* [TASK DIRECTIONS]: Your task is to copy every line of this material exactly.

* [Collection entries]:
☆ ☆ ☆ ☆ ☆ ☆ ☆
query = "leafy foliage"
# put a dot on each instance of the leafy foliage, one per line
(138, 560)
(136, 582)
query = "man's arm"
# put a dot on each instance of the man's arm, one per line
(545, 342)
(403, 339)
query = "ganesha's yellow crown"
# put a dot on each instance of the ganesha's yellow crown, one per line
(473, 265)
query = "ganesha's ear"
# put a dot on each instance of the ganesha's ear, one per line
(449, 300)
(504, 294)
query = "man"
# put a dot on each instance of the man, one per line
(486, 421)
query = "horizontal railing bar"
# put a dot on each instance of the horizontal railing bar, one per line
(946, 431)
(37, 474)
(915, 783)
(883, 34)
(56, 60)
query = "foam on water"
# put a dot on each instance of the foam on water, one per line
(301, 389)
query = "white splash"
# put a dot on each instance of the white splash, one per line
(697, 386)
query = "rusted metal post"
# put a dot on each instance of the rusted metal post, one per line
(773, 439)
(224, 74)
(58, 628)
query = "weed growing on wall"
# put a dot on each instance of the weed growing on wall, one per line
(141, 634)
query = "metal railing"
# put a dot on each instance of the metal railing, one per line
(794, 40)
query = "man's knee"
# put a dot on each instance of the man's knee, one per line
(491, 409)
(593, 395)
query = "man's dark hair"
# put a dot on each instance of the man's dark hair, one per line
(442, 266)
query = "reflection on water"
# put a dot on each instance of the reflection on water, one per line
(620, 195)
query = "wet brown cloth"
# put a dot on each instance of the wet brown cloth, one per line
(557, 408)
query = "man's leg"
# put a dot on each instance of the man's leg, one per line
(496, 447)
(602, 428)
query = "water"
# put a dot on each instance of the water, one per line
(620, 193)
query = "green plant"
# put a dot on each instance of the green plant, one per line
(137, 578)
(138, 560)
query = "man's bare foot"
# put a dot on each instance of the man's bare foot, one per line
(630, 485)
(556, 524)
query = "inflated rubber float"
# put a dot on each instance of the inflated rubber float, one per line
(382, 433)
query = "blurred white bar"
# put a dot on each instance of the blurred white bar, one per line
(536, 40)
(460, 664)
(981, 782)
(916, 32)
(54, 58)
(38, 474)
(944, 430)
☆ ☆ ☆ ☆ ☆ ☆ ☆
* [THE RESULT]:
query = "leafy foliage"
# put a dot on each instance of the leafy foliage, one per line
(138, 560)
(136, 582)
query = "man's arm"
# put a dot on each instance of the man's arm, one per line
(545, 342)
(403, 339)
query = "ganesha's yellow crown"
# put a dot on each instance of the ganesha's yellow crown, one per line
(473, 265)
query = "ganesha's ear"
# put a dot on each instance of the ganesha's ear, one per line
(449, 300)
(504, 294)
query = "man"
# put a dot on each instance of the man, one per line
(486, 421)
query = "horizontal railing bar"
# put a dot on each instance of the horizontal railing bar, one per line
(946, 431)
(37, 474)
(915, 783)
(883, 34)
(56, 60)
query = "foam on water"
# put a dot on each instance of the foam on water, one per line
(301, 389)
query = "white splash"
# put a dot on each instance of the white splash, one per line
(697, 386)
query = "rusted metal post"
# put a dot on each instance of the rusted metal post, one per line
(773, 439)
(224, 74)
(58, 628)
query = "weed growing on wall"
# put a dot on each instance of the weed growing on wall, one per line
(141, 634)
query = "metal railing"
# put a dot on each instance of the metal railing, one per line
(794, 40)
query = "man's knee"
# put a dot on each instance of the man's knee, one per line
(491, 409)
(593, 395)
query = "man's dark hair"
# put a dot on each instance of the man's dark hair, one per line
(442, 266)
query = "reflection on water"
# put a dot on each instance of the reflection on water, one per line
(620, 195)
query = "wet brown cloth"
# put a dot on each instance of the wet brown cloth, one per line
(557, 408)
query = "man's leg"
# put a dot on each instance of the man's leg, one per line
(496, 447)
(602, 428)
query = "water"
# put a dot on each instance of the water, one per line
(620, 193)
query = "green plant"
# put a dot on each instance of the green plant, one per line
(137, 578)
(138, 560)
query = "man's bare foot"
# put a dot on each instance of the man's bare foot, one per line
(630, 485)
(556, 524)
query = "inflated rubber float"
# put a dot on each instance of the inflated rubber float, one per line
(382, 433)
query = "blurred white bar"
# put a dot on each instance of the blurred white bar, one per line
(536, 40)
(460, 664)
(981, 782)
(916, 32)
(54, 58)
(38, 474)
(944, 430)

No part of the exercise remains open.